Data taken from a collection:
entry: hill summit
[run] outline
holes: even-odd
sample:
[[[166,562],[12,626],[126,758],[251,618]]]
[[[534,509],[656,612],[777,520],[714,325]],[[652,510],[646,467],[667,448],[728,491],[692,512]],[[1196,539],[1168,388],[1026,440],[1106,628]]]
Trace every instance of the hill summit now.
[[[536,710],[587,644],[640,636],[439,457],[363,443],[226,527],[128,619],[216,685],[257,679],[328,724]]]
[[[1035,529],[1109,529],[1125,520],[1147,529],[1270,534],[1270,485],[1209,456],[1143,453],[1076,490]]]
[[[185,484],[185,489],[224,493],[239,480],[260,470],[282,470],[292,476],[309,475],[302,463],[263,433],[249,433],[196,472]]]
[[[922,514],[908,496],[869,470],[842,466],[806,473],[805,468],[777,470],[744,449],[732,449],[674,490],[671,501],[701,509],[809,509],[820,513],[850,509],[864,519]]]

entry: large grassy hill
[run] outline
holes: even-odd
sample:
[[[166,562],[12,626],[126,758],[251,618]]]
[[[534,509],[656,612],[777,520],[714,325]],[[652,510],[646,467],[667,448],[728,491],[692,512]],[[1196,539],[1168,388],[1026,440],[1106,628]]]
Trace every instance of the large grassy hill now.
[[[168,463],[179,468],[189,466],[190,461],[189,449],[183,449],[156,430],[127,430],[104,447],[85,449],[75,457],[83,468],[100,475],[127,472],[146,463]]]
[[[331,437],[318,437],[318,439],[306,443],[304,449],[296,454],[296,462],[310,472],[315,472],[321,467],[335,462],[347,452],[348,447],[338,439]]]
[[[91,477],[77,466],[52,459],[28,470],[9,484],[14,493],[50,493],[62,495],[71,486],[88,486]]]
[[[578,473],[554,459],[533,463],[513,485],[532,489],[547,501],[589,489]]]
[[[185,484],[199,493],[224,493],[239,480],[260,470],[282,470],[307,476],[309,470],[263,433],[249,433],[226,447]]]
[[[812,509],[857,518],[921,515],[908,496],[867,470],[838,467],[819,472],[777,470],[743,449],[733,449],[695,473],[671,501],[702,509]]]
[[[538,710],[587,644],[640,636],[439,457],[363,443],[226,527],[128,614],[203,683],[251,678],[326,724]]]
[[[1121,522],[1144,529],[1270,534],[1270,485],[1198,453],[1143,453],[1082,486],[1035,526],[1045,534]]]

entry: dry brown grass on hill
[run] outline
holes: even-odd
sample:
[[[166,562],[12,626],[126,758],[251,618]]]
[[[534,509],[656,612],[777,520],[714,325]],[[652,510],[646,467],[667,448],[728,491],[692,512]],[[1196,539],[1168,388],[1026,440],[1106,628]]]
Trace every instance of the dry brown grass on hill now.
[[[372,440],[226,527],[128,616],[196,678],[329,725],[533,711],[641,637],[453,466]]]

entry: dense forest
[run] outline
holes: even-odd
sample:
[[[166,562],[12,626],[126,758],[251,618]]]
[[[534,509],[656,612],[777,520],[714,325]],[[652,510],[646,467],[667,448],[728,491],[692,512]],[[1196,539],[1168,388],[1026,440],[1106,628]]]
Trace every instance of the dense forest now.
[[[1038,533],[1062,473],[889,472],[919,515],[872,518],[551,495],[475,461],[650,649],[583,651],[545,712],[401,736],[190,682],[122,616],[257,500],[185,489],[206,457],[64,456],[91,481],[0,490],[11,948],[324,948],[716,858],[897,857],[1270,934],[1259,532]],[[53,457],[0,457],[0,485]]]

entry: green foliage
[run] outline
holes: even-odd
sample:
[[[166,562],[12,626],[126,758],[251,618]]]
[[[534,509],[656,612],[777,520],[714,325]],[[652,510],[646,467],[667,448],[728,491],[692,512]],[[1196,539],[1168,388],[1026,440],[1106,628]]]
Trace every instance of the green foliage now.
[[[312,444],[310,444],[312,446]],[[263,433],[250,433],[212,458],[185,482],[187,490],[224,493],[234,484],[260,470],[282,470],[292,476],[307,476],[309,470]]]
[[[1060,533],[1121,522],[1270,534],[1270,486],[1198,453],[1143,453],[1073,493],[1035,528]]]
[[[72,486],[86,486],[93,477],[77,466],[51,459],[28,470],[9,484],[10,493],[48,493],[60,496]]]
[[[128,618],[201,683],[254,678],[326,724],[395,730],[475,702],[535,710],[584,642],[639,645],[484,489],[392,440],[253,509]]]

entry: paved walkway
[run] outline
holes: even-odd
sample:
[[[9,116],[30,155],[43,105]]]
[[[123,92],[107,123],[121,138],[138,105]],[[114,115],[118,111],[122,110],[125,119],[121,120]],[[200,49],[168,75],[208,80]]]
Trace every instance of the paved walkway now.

:: WHAT TO PRODUCE ::
Copy all of the records above line for line, changing nothing.

:: WORKED ANSWER ::
entry: hill summit
[run] outline
holes: even-odd
sample:
[[[166,562],[12,626],[126,758],[251,618]]]
[[[534,509],[656,612],[777,520],[714,325]],[[652,510],[646,467],[667,448],[728,491],[692,512]],[[1196,539],[1168,388],[1026,440],[1106,628]]]
Trace every instance of the hill summit now.
[[[536,710],[587,644],[640,636],[439,457],[363,443],[226,527],[128,619],[216,685],[257,679],[328,724]]]
[[[1035,529],[1109,529],[1125,520],[1147,529],[1270,534],[1270,485],[1209,456],[1143,453],[1076,490]]]
[[[185,484],[185,489],[224,493],[239,480],[260,470],[282,470],[292,476],[309,475],[302,463],[263,433],[249,433],[196,472]]]
[[[922,514],[908,496],[869,470],[842,466],[806,473],[805,468],[777,470],[744,449],[732,449],[674,490],[671,501],[701,509],[809,509],[820,513],[850,509],[864,519]]]

entry: large grassy hill
[run] outline
holes: even-odd
sample:
[[[166,562],[12,626],[126,758],[251,618]]]
[[[534,509],[656,612],[777,520],[714,325]],[[652,510],[646,467],[667,448],[728,491],[692,512]],[[1196,539],[1168,388],[1026,440],[1106,628]]]
Trace every instance of the large grassy hill now.
[[[168,463],[179,468],[189,466],[190,461],[189,449],[183,449],[156,430],[127,430],[104,447],[85,449],[75,457],[83,468],[100,475],[127,472],[146,463]]]
[[[331,437],[318,437],[318,439],[306,443],[304,449],[296,454],[296,462],[310,472],[315,472],[321,467],[335,462],[347,452],[348,447],[338,439]]]
[[[91,477],[77,466],[52,459],[28,470],[9,484],[14,493],[50,493],[62,495],[71,486],[88,486]]]
[[[578,473],[554,459],[533,463],[513,485],[532,489],[547,501],[589,489]]]
[[[185,484],[199,493],[224,493],[239,480],[260,470],[282,470],[307,476],[309,470],[263,433],[249,433],[226,447]]]
[[[812,509],[857,518],[921,515],[908,496],[867,470],[838,467],[819,472],[777,470],[743,449],[733,449],[695,473],[671,501],[702,509]]]
[[[538,710],[587,644],[640,636],[439,457],[363,443],[226,527],[128,614],[203,683],[251,678],[326,724]]]
[[[1121,522],[1144,529],[1270,534],[1270,485],[1198,453],[1143,453],[1082,486],[1035,526],[1045,534]]]

entry: dry brown grass on hill
[run] outline
holes: even-odd
sample:
[[[166,562],[12,626],[126,758],[251,618]]]
[[[534,509],[656,612],[777,520],[714,325]],[[652,510],[646,467],[667,448],[728,491],[692,512]],[[1196,539],[1168,388],[1026,440],[1106,628]]]
Trace every instance of the dry brown grass on hill now.
[[[372,440],[226,527],[128,616],[196,678],[329,725],[533,711],[641,637],[453,466]]]

entry: dense forest
[run] outline
holes: even-odd
sample:
[[[166,562],[12,626],[126,758],[251,618]]]
[[[534,509],[656,612],[777,520],[714,325]],[[652,510],[646,467],[667,448],[728,491],[692,512]],[[1196,539],[1168,388],[1026,440],[1106,628]]]
Trace every instance of the dense forest now.
[[[1038,533],[1062,473],[889,472],[919,515],[872,518],[551,495],[475,461],[650,649],[583,651],[545,712],[401,736],[190,682],[122,616],[257,500],[185,489],[206,457],[64,456],[91,481],[0,490],[11,948],[324,948],[716,858],[897,857],[1270,934],[1259,532]],[[53,457],[0,457],[0,485]]]

entry: green foliage
[run] outline
holes: even-odd
sample:
[[[166,562],[12,626],[126,758],[251,618]]]
[[[534,509],[656,612],[777,520],[714,325]],[[652,510],[646,467],[667,448],[728,491],[692,512]],[[1196,539],[1168,388],[1026,440],[1106,628]]]
Trace every instance of the green foliage now.
[[[312,444],[310,444],[312,446]],[[263,433],[250,433],[212,458],[185,482],[187,490],[224,493],[234,484],[260,470],[282,470],[292,476],[307,476],[309,470]]]
[[[1060,533],[1121,522],[1270,534],[1270,486],[1198,453],[1143,453],[1073,493],[1035,528]]]
[[[72,486],[86,486],[93,477],[77,466],[51,459],[28,470],[9,484],[10,493],[48,493],[60,496]]]
[[[128,618],[201,683],[254,678],[326,724],[395,730],[475,702],[535,710],[584,642],[639,645],[484,489],[392,440],[253,509]]]

entry: paved walkway
[run] outline
holes: even-odd
sample:
[[[9,116],[30,155],[43,105]]]
[[[123,92],[107,123],[121,138],[138,105]],[[114,115],[118,111],[122,110],[125,119],[121,120]],[[200,49],[168,75],[208,80]]]
Trace every instance of the paved walkway now.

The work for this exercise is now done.